WRITTEN TASK =>
Copy the material from the line that contains "Point to the overexposed" through the line that contains "<point>701,430</point>", both included. Adjust each coordinate in the answers by -142, and leave every request and its sample coordinates unchanged.
====== TASK DATA ======
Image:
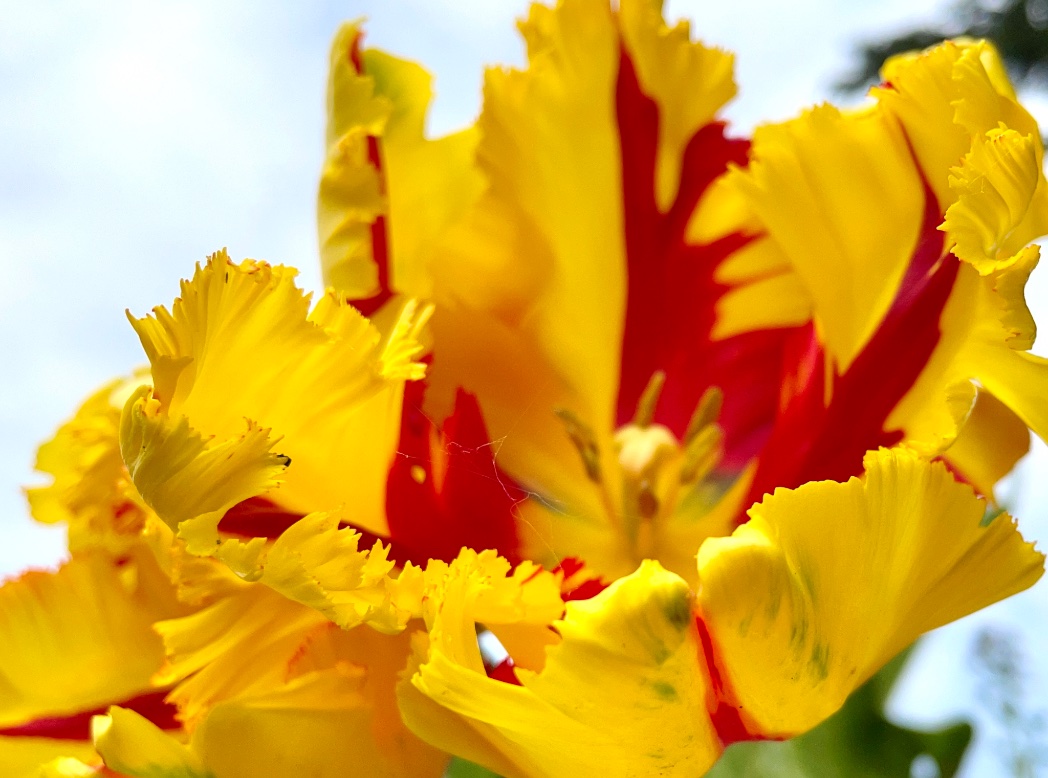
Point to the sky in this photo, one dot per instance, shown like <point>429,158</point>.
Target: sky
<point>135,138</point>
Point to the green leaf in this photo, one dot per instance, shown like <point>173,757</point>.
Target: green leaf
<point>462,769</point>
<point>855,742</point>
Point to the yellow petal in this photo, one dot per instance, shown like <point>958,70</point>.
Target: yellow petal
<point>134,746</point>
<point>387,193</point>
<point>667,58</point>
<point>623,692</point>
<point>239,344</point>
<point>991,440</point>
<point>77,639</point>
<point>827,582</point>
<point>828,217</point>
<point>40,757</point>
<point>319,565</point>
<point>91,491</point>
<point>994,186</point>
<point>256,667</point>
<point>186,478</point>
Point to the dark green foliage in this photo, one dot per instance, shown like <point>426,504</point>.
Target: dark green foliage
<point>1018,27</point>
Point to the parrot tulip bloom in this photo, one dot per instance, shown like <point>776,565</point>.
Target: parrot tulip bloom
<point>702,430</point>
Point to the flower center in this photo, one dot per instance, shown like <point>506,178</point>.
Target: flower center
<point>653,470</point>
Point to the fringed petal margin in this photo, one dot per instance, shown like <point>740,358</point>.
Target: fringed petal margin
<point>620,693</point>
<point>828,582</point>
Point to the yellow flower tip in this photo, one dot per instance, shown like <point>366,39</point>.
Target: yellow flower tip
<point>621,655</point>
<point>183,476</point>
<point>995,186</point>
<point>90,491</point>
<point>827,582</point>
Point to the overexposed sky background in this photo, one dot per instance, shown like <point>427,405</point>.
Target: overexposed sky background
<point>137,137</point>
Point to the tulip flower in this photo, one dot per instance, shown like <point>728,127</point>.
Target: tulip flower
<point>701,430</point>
======
====== TASK DATA ======
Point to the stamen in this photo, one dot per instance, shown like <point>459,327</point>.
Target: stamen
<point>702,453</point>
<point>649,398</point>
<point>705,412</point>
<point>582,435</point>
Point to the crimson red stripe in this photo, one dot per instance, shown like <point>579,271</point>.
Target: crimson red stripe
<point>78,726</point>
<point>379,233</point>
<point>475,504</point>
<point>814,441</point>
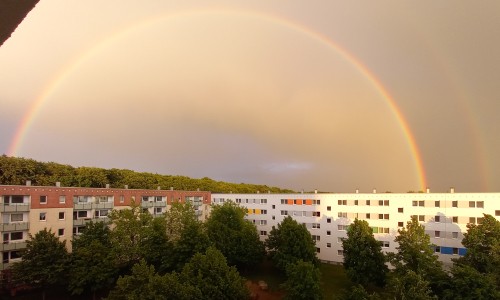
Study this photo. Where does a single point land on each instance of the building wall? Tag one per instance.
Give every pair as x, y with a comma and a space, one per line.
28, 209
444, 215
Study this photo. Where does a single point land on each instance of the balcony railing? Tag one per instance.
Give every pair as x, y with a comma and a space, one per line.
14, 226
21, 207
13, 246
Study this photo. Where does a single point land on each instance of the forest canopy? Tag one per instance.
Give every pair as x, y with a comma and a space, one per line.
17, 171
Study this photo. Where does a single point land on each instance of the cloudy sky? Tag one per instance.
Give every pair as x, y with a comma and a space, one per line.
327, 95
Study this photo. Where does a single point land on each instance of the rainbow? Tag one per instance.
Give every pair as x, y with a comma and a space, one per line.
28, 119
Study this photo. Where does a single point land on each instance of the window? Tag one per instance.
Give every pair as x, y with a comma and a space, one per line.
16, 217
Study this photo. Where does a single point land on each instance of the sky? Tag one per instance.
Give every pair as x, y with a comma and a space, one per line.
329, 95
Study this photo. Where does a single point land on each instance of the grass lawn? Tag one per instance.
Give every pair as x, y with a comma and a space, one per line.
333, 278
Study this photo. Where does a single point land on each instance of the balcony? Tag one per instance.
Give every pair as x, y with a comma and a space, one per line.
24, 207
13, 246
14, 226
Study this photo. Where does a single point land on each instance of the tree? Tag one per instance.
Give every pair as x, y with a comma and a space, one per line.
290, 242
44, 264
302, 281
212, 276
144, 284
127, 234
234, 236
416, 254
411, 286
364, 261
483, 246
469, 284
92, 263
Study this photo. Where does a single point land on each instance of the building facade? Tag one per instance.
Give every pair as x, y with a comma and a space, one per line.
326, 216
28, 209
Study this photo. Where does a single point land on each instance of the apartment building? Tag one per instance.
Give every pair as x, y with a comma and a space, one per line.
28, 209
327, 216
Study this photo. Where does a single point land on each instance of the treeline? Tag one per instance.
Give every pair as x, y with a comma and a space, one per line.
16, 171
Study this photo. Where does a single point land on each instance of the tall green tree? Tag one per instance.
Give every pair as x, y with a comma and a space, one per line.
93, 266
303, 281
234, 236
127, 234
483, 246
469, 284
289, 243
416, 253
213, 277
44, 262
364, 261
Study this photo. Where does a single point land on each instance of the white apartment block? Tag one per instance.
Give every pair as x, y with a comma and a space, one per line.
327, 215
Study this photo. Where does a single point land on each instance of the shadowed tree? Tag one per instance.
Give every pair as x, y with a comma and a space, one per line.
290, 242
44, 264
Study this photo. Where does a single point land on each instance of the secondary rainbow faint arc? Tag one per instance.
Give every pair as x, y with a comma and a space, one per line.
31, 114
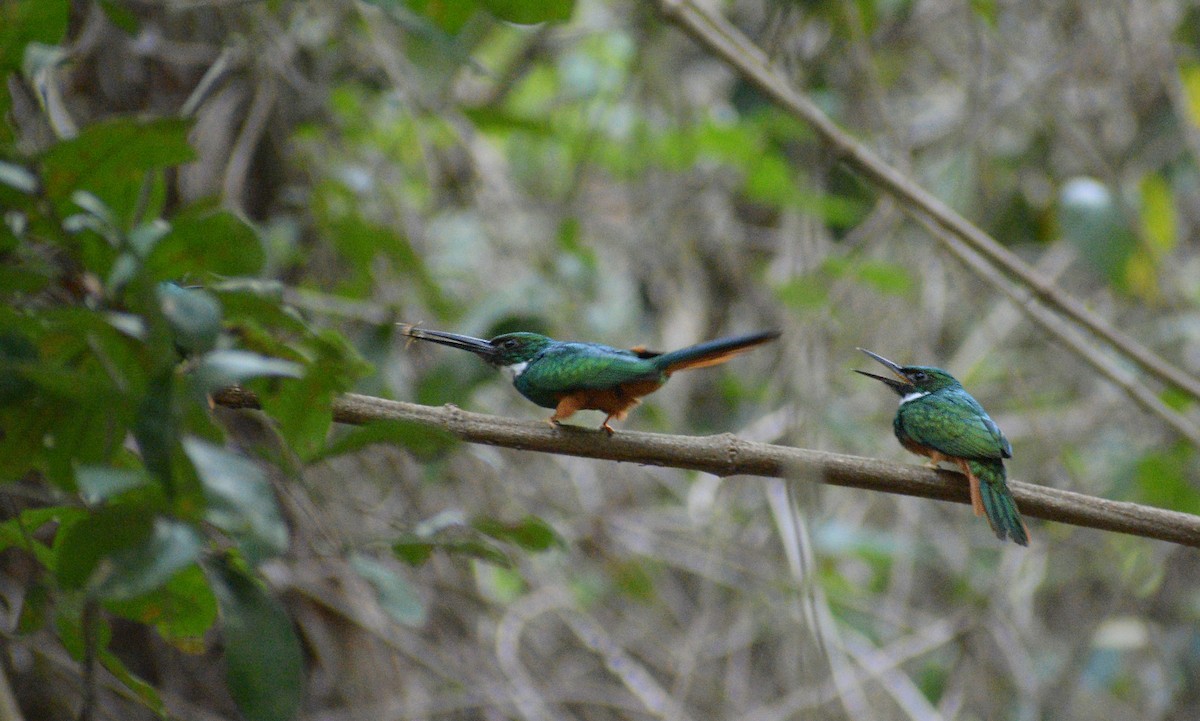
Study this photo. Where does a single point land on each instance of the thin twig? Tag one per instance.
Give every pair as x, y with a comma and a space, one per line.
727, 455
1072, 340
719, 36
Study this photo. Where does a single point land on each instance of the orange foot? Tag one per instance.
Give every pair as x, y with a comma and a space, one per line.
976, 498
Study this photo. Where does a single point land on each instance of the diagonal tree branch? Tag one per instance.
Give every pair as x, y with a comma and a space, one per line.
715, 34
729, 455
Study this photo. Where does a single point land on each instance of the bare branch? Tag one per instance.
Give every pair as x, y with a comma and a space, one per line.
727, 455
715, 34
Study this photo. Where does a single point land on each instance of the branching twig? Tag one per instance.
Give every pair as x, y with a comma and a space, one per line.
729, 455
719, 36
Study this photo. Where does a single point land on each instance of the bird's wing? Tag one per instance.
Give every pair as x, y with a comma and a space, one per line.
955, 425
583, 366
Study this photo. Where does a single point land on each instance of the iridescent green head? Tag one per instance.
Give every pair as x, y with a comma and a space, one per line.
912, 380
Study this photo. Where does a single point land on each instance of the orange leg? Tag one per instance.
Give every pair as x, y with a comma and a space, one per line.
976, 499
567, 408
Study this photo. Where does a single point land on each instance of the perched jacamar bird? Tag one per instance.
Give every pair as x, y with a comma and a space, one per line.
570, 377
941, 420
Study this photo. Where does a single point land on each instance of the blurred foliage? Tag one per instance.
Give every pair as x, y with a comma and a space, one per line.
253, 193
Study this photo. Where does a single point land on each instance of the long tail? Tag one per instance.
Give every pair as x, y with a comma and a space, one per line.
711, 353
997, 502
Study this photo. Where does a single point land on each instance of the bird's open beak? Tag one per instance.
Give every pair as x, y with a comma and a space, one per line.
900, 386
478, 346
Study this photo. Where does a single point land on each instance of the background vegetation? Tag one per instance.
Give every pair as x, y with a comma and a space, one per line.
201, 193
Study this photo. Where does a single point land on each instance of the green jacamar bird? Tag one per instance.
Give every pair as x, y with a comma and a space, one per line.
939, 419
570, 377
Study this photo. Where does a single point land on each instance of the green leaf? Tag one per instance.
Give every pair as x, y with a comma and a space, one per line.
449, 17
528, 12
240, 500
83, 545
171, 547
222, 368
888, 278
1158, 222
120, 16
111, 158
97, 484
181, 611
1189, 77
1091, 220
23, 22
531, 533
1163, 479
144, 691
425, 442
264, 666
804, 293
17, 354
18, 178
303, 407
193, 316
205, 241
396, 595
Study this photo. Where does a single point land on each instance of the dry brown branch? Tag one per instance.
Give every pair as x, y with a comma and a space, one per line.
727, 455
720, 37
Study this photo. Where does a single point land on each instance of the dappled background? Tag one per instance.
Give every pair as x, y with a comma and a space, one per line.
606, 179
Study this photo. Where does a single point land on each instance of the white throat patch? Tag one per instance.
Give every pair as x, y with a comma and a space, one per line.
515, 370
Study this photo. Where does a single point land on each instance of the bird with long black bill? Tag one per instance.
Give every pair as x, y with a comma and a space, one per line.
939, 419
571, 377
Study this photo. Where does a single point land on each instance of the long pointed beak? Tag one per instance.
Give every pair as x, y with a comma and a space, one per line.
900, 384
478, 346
======
EXERCISE RESPONSE =>
Point to the overexposed sky background in this photo, one dot per instance, shown like <point>427,405</point>.
Target: overexposed sky background
<point>-5,-5</point>
Point to the tulip flower in this photo, one dot per instance, shown like <point>728,127</point>.
Target: tulip flower
<point>559,288</point>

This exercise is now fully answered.